── Material supplied ──

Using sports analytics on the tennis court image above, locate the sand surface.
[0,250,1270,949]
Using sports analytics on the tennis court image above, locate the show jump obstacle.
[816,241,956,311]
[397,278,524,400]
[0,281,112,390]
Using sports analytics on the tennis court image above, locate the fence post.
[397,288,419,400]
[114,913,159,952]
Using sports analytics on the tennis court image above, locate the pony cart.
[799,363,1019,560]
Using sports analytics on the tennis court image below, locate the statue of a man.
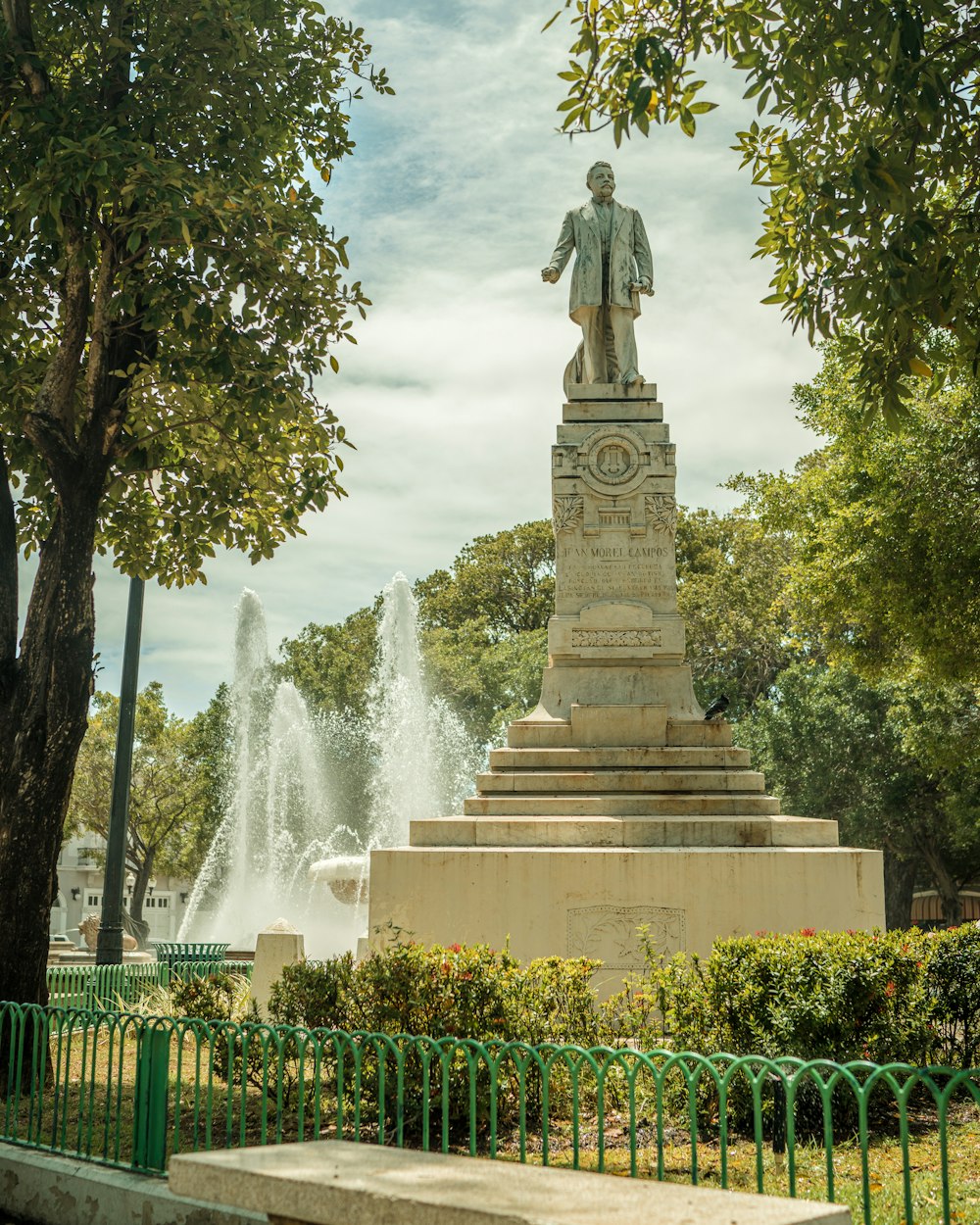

───

Retype all of the data above character for character, leaving out any pictures.

Using sports analytics on the tennis court image above, locate the sand surface.
[0,250,1270,949]
Using sports analytics on the tennis court image above, locate the show jump obstacle.
[816,241,956,311]
[397,278,524,400]
[0,281,112,390]
Using sports analytics on the tennis court image above, locate the fence post.
[397,288,419,400]
[114,913,159,952]
Using sports analytics on the tennis court image above, locate the pony cart.
[799,363,1019,560]
Using sports analytics on the tennis court image below, locate the statue of a man.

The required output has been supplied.